**Exercise passage:**
We allow crime into our midst

Editorial

A BRAVE young teacher at an international school in Port Moresby was brutally assaulted and raped many years back now.
She had been wed for just a month.
Returning from her native Australia where she had received medical treatment, the brave woman fought for justice alone and identified all her attackers, packing them all to jail.
Then she went to a journalist and recounted her ordeal, ending the interview with these comments: “99 per cent of Papua New Guineans are very good people.
Only 1 per cent of them are evil.
The tragedy is that the 99 per cent allow themselves to be terrorised by the one per cent.”
And there you have it, the biggest truth behind PNG’s high crime.
There is another more recent story of another brave woman.
She had been undergoing sexual harassment for some time in her work place.
The perpetrator was her superior.
She was not alone in this.
This was a serial harasser and most women were subjected to the treatment in this particular work place.
Eventually our brave soul took the matter to court but many of those other women did not join a fight and others actually joined the side of the harasser.
The case was won and a few of those who went against the action benefited from the victory by promotions in their various positions.
There is that lesson again: Do not be a bystander or avert your eyes to crime, whatever its form.
How many times do Papua New Guineans stand by while a crime is committed right before their eyes?
A Goroka young man heard the plaintive cry of a young woman outside his home one night and rushed to rescue her from her attackers who were in the process of sexually assaulting her.
He completed the rescue at much cost to himself and he landed in hospital.
Hearing about this, Sir Julius Chan had the young man flown to Port Moresby and he was rewarded and recognised for this bravery.
A young Bougainvillean saw two drunks harassing a fellow Buka woman across the Waigani bus stop in Port Moresby, well within eye and earshot of officers at the police station there.
The bus stop was crowded with onlookers who chose to be on-lookers that day as usual.
The young Bougainvillean lad took it upon himself to advise the drunks to kindly leave the young woman alone, that she could be their sister, that she was not minding their business.
The first drunk turned on him and asked him what business he had with the girl and said something else too vulgar to repeat.
The Bougainvillean lad advanced two steps and BANG! That drunk was out for the count for the day.
He turned on the second but he fled across the bus stop, narrowly escaping being crushed to death by oncoming traffic.
The girl turned to thank her rescuer but he was long gone in the throng, his peace of mind established and his duty already performed.
Members of the crowd too had clearly had their show and went about their ways, never comprehending the powerful lesson displayed there.
The four true stories above give their own lessons more powerfully than any words we could supply.
Suffice it to say that crime exists in Papua New Guinea because the majority of us allow it.
Crime exists because we benefit from it.
Crime exists because we invite it.
Crime can be brought down by one brave soul standing against it. Think about what two or fifty or a hundred or a thousand or ten thousand could achieve if they stood together against crime.
Why, there would be no crime to speak of?

**Extracted information:**

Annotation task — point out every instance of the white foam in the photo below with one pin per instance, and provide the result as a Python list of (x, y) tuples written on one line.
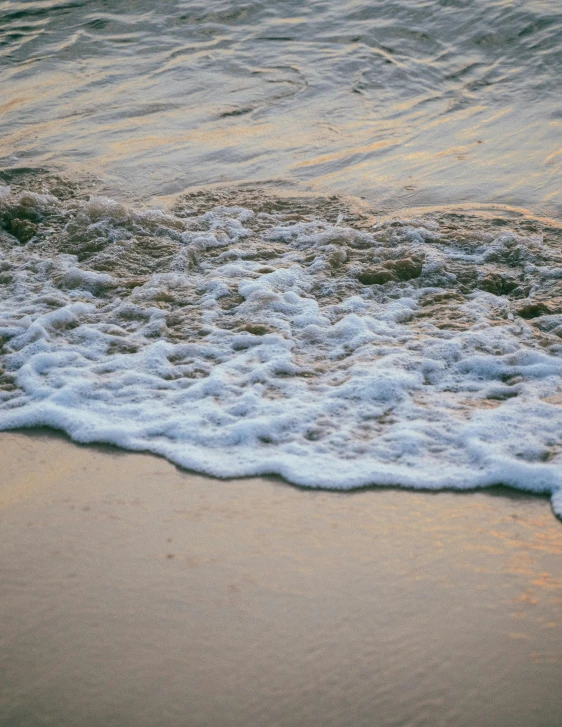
[(334, 393)]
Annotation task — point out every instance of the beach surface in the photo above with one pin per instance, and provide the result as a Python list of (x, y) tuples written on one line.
[(135, 593)]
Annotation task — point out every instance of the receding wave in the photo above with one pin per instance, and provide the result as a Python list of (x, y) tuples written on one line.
[(243, 333)]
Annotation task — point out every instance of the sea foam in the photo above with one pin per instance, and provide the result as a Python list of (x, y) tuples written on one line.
[(417, 353)]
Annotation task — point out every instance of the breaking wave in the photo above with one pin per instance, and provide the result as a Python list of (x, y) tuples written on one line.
[(244, 334)]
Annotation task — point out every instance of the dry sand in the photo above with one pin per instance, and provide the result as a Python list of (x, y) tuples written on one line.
[(133, 593)]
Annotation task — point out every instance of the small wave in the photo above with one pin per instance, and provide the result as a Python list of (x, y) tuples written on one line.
[(288, 336)]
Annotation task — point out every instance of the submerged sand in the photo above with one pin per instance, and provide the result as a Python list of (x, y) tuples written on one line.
[(133, 593)]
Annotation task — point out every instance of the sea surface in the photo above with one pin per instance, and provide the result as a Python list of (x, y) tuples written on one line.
[(317, 239)]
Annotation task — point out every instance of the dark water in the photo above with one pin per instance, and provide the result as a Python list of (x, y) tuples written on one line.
[(404, 103), (270, 320)]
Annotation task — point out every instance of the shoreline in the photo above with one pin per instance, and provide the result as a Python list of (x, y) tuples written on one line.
[(135, 593)]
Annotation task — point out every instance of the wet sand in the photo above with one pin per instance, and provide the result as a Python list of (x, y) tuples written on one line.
[(133, 593)]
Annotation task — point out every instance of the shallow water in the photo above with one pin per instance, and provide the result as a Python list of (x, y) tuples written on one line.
[(284, 314), (401, 102)]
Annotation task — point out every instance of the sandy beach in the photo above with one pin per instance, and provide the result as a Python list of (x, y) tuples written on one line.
[(133, 593)]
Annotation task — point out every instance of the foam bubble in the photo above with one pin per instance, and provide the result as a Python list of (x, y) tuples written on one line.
[(406, 353)]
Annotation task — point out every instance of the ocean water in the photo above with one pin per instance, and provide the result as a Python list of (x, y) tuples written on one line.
[(321, 240)]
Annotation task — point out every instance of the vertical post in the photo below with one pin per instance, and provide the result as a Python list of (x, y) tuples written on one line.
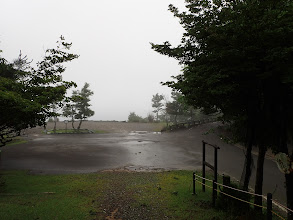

**Aim of the task:**
Copy everything in the crime editorial from "He completed the" down to "police station there.", swapping "hospital" for "a clinic". You won't need the lines for any of this.

**Solution:**
He completed the rescue at much cost to himself and he landed in a clinic.
Hearing about this, Sir Julius Chan had the young man flown to Port Moresby and he was rewarded and recognised for this bravery.
A young Bougainvillean saw two drunks harassing a fellow Buka woman across the Waigani bus stop in Port Moresby, well within eye and earshot of officers at the police station there.